■ **WHAT THE TASK REQUIRES**: Please give the number of lines in the material below that contain "nose", and provide nothing besides that number.

■ **DATA IN THIS EXERCISE**:
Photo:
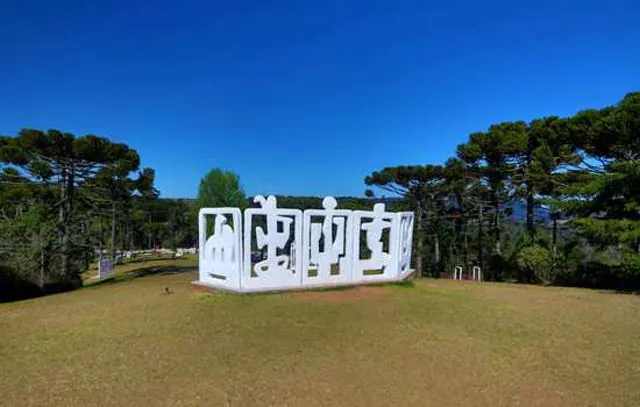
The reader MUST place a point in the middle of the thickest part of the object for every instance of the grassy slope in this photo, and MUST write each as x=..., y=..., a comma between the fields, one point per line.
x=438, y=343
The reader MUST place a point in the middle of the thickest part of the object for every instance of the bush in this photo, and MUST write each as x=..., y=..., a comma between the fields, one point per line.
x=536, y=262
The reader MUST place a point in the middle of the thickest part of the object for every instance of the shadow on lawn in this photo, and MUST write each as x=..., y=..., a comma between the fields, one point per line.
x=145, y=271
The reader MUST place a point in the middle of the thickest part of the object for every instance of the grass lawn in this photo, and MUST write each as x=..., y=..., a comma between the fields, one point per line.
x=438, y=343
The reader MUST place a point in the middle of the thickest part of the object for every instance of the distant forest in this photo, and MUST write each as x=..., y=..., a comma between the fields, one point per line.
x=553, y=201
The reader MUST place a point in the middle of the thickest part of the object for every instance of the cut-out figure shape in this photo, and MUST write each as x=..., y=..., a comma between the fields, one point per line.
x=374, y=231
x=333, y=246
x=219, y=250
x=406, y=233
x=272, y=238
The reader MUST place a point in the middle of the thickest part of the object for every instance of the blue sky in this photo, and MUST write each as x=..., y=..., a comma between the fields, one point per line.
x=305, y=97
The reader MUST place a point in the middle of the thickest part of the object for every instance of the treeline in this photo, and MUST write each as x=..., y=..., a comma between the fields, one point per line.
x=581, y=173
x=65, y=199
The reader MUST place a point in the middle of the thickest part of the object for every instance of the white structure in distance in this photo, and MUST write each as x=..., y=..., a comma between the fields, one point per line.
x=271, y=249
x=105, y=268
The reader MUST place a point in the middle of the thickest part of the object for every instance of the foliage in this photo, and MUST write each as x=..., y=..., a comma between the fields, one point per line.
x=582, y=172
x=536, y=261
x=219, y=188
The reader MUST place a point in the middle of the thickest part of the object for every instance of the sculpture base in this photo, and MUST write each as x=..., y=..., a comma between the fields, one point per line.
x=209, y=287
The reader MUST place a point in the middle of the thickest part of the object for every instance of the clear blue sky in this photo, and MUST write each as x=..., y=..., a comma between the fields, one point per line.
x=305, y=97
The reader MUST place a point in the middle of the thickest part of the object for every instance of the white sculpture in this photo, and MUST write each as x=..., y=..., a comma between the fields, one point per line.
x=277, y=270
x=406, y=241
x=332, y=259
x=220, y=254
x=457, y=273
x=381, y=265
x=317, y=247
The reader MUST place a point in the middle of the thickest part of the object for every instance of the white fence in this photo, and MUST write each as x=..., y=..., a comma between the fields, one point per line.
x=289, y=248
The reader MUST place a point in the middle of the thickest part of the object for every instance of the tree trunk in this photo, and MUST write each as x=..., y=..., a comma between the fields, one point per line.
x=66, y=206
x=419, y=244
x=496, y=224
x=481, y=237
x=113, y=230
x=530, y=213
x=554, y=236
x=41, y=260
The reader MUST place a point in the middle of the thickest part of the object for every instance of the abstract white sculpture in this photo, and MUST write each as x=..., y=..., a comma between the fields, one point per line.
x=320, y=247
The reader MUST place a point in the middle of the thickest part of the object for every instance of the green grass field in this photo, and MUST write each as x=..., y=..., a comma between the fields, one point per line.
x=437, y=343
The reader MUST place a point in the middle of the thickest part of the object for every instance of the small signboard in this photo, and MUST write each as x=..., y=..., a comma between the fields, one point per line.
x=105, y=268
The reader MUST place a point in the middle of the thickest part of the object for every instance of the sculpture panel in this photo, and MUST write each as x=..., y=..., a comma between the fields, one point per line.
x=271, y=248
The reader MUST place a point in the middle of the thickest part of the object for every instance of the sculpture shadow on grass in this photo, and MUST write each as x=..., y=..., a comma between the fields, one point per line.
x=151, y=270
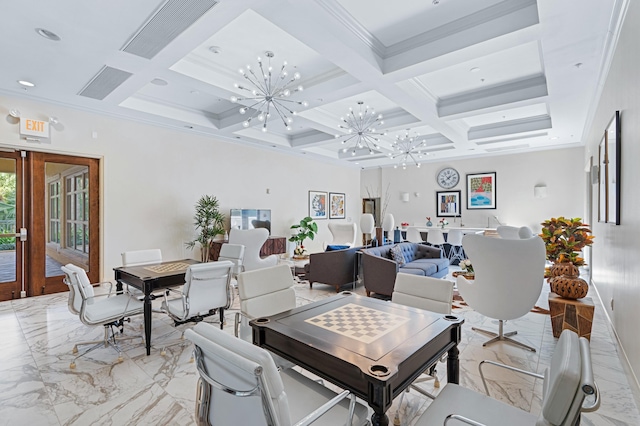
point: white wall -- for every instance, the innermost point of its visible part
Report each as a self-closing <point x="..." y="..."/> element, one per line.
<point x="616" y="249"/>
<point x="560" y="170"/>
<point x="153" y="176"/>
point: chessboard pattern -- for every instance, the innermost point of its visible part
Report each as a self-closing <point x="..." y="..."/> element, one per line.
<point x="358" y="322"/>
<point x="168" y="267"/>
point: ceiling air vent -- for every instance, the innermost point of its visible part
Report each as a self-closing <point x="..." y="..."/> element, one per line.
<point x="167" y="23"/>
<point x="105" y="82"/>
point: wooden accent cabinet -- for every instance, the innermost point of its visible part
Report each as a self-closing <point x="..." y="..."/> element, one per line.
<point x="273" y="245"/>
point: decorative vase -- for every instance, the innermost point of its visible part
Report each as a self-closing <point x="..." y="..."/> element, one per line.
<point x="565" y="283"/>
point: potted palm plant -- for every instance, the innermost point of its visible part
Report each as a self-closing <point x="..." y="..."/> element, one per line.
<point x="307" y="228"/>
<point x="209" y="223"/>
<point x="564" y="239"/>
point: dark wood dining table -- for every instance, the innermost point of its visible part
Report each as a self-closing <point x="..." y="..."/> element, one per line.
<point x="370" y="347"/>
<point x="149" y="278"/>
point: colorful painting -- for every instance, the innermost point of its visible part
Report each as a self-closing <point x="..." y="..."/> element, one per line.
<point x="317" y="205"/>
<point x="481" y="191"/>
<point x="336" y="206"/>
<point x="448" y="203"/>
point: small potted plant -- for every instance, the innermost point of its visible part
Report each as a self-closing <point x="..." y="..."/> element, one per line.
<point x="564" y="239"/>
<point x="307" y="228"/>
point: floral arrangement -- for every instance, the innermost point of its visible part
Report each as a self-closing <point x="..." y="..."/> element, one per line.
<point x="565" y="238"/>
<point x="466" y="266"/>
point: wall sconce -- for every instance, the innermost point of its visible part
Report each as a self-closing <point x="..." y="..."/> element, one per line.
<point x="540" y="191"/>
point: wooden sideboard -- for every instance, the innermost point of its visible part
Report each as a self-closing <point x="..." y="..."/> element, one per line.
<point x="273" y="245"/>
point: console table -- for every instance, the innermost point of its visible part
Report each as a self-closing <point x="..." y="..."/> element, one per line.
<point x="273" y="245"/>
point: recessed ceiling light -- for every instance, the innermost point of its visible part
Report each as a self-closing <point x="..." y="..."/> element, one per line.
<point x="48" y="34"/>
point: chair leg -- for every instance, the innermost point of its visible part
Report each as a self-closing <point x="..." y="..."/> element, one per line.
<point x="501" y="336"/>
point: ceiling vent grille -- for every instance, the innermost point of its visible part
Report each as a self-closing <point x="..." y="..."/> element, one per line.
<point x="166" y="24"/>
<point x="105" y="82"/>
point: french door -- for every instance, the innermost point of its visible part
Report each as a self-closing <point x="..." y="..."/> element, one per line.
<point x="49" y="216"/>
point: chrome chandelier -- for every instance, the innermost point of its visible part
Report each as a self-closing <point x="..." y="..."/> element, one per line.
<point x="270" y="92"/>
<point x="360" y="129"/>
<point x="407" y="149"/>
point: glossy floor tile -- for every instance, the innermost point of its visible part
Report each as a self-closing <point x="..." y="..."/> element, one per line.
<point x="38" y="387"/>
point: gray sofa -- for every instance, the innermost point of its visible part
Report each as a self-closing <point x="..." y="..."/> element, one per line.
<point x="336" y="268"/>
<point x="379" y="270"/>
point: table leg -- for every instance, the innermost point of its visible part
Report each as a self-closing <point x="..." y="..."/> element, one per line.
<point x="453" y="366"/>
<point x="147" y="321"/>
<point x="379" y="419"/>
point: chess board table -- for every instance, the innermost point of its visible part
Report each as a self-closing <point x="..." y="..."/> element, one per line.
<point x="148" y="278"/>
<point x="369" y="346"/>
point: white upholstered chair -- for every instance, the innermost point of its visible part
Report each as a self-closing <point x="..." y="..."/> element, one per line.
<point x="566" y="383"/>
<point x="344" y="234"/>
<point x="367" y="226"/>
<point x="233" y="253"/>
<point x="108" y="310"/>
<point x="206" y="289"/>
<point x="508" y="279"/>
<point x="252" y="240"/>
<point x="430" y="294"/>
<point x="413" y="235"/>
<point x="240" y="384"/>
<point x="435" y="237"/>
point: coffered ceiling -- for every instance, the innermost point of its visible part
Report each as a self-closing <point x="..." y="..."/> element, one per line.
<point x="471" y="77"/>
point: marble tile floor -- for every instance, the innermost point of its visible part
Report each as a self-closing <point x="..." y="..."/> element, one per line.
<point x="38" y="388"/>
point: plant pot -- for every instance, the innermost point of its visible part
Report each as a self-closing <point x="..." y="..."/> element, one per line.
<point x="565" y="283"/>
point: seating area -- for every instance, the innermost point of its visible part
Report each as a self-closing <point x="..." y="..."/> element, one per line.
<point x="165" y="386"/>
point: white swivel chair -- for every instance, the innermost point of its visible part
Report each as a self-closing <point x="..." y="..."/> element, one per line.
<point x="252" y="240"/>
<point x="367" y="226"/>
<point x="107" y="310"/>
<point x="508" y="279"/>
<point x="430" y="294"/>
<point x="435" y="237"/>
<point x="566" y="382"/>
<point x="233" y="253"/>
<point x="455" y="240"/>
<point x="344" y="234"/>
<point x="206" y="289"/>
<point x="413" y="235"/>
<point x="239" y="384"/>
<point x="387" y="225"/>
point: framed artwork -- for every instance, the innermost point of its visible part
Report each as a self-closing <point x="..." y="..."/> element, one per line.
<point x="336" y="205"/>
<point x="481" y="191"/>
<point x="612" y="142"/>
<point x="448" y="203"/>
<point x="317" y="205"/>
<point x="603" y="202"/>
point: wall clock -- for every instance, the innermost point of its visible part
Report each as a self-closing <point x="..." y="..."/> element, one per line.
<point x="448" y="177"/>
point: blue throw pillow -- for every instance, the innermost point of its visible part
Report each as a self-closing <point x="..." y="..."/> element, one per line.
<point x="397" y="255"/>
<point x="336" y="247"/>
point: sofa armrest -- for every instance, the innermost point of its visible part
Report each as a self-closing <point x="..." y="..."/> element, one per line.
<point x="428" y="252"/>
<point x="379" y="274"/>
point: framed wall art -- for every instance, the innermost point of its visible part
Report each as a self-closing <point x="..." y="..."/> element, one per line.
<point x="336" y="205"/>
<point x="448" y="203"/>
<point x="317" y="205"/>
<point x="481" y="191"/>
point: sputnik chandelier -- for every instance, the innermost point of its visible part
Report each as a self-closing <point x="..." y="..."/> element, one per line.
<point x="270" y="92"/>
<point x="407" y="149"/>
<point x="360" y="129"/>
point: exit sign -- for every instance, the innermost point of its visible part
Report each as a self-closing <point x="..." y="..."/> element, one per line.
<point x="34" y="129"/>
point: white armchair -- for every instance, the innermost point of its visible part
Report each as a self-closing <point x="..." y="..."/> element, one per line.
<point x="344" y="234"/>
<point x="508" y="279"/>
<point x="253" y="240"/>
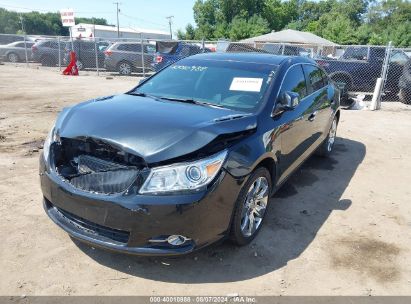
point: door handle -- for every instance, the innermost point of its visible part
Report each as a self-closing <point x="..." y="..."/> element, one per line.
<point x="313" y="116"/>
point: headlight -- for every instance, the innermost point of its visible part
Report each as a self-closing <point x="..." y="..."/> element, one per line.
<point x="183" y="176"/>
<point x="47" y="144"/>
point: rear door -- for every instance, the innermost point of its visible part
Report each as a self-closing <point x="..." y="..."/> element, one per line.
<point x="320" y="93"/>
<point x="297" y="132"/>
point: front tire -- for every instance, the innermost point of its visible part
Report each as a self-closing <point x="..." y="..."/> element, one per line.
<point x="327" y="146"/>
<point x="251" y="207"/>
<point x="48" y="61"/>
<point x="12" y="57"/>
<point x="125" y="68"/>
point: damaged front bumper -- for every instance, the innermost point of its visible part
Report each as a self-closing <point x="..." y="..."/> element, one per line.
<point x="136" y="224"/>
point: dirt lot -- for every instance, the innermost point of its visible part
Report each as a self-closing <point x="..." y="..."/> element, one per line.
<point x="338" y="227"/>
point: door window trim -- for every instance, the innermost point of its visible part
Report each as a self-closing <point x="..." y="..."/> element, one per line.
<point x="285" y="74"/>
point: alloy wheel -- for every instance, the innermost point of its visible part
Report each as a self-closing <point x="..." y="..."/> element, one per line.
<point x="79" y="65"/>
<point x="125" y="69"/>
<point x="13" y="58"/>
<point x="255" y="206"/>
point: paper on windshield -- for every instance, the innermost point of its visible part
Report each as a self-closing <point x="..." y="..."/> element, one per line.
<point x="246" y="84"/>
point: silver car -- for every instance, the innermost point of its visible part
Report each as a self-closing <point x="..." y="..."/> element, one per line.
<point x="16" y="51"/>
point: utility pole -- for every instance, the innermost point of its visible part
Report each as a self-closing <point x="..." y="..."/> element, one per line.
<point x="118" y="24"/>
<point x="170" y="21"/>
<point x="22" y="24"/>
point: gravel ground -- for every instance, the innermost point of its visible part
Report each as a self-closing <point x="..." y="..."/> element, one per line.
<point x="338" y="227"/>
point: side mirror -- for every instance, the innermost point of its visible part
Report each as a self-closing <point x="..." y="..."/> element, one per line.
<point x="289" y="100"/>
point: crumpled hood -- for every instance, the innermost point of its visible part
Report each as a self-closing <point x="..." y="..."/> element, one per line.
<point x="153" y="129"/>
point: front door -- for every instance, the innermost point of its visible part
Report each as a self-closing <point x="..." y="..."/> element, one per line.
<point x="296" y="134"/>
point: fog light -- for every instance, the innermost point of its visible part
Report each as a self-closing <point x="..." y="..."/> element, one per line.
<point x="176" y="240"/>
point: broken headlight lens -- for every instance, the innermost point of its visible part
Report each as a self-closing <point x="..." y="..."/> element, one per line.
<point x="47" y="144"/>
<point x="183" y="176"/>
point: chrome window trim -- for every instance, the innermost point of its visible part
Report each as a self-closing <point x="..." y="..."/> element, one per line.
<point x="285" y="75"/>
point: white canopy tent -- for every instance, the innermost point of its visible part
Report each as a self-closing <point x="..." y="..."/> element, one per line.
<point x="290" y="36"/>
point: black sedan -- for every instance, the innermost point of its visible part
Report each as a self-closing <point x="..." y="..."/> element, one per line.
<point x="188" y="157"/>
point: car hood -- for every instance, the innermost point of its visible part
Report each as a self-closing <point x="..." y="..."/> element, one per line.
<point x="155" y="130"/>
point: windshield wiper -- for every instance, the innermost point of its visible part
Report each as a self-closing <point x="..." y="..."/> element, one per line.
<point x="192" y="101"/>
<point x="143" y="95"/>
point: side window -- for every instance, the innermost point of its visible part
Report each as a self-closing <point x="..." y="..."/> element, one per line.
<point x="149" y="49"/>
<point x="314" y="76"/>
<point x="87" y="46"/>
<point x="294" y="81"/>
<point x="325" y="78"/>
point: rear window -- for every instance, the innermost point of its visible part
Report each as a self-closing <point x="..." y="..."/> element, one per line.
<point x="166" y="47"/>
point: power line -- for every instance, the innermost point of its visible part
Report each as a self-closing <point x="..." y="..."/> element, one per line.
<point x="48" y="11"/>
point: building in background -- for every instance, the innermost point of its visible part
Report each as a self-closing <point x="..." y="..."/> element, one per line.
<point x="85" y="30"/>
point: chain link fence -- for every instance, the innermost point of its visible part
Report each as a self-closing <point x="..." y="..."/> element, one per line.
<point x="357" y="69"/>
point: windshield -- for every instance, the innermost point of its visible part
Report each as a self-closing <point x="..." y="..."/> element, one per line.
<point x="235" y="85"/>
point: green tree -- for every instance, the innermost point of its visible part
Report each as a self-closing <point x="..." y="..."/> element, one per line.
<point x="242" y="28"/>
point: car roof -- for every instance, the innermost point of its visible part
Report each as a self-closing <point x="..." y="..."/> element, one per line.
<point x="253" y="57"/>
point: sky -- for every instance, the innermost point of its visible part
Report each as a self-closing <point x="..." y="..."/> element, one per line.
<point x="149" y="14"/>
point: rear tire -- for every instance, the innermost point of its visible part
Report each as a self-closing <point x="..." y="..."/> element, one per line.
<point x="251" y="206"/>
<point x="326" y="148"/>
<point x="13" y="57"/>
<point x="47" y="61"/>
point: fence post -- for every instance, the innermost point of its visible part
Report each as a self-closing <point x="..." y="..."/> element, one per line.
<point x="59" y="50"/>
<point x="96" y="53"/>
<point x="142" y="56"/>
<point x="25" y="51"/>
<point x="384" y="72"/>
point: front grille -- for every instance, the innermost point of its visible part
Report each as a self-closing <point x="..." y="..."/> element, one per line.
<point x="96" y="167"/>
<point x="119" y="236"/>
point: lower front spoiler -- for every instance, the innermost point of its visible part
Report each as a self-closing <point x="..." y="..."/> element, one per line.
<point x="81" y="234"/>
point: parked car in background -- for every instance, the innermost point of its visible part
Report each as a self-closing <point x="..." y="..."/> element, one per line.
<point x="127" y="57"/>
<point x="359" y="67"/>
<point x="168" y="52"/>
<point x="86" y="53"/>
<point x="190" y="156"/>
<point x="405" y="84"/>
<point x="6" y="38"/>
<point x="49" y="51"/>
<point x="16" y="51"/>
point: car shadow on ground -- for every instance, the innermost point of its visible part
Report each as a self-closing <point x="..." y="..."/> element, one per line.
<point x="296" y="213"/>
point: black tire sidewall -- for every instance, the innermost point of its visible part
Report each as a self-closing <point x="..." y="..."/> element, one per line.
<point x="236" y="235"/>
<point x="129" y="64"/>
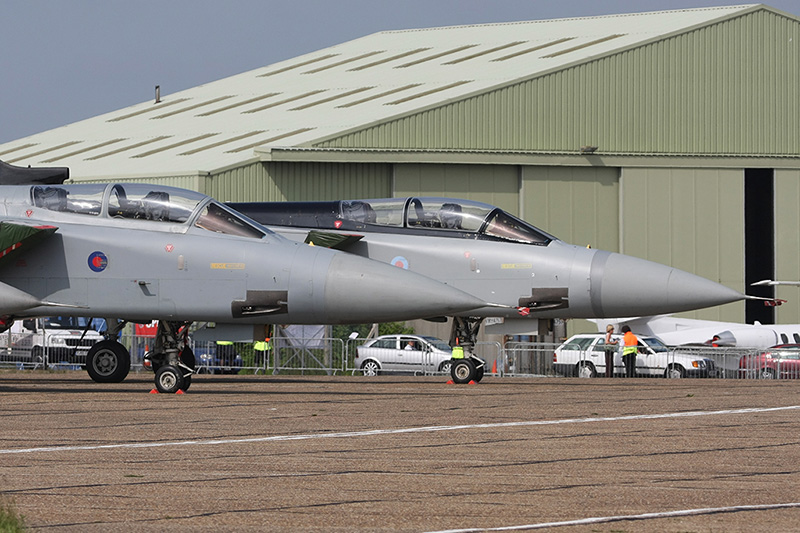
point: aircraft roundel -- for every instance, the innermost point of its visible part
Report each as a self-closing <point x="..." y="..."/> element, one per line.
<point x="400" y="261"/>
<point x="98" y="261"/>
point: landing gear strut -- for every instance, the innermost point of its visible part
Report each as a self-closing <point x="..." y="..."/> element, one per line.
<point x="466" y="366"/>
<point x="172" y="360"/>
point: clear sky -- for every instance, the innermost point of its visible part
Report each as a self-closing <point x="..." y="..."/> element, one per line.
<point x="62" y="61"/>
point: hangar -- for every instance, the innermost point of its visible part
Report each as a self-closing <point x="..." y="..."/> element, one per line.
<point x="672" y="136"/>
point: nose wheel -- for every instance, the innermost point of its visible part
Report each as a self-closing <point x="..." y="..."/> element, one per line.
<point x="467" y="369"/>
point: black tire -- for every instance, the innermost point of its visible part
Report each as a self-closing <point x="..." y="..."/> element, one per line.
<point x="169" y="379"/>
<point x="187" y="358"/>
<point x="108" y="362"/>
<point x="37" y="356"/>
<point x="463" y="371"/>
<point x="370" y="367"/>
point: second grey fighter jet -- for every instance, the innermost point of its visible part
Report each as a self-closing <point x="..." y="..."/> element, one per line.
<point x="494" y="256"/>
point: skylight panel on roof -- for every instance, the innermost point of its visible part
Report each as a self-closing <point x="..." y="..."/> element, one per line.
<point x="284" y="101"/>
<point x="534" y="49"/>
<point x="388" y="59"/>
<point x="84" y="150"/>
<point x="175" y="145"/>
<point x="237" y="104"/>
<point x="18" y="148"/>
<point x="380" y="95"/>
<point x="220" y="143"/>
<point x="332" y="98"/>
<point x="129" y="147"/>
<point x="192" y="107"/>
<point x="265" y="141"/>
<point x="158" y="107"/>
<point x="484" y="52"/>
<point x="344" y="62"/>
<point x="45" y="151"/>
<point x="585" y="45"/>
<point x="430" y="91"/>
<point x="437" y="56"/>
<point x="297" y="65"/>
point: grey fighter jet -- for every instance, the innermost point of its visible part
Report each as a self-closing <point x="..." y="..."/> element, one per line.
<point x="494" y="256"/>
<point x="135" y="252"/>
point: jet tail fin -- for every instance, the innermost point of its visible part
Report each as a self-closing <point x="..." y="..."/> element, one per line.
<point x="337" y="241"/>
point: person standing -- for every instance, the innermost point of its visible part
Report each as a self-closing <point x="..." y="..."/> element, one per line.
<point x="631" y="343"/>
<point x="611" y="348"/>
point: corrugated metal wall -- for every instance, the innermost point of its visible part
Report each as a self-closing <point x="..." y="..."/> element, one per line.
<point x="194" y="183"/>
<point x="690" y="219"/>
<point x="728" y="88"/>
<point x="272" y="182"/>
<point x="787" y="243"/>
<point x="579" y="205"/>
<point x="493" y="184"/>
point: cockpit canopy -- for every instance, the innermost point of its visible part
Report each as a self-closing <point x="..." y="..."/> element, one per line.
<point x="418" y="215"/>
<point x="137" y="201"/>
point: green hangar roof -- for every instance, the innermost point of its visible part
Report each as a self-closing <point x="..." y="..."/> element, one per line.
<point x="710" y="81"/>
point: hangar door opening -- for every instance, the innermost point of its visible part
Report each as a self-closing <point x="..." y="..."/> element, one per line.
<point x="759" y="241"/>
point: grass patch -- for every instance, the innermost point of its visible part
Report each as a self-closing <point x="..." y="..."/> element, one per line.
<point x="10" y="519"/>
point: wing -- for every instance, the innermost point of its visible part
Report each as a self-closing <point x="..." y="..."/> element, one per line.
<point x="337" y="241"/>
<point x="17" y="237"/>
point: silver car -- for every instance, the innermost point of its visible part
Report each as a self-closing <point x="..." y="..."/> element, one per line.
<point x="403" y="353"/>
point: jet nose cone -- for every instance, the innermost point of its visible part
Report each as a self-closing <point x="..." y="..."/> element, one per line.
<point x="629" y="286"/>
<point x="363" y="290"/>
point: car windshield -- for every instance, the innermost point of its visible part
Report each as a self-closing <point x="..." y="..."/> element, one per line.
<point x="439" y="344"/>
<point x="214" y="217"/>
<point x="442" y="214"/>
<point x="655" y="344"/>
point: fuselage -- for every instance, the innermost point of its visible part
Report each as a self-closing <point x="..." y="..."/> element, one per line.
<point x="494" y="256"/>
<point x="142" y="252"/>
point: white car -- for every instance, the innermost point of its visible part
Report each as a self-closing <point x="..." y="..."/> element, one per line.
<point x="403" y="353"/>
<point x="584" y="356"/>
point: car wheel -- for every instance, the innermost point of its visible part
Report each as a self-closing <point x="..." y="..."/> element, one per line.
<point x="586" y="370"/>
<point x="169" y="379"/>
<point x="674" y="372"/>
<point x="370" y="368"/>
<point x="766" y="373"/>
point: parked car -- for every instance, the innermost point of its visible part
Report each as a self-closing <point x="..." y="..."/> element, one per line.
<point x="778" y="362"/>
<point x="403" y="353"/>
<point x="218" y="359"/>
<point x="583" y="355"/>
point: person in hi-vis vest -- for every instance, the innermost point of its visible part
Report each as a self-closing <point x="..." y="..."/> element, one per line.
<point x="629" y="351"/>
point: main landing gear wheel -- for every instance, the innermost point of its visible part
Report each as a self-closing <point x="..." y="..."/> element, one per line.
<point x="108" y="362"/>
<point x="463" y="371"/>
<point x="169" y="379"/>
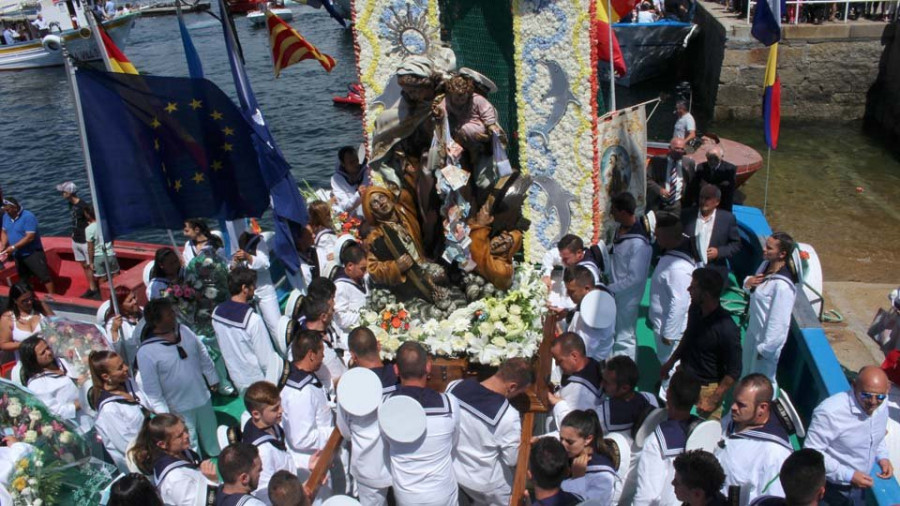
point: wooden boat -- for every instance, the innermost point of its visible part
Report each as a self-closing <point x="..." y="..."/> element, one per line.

■ **FINISHED TASK**: 2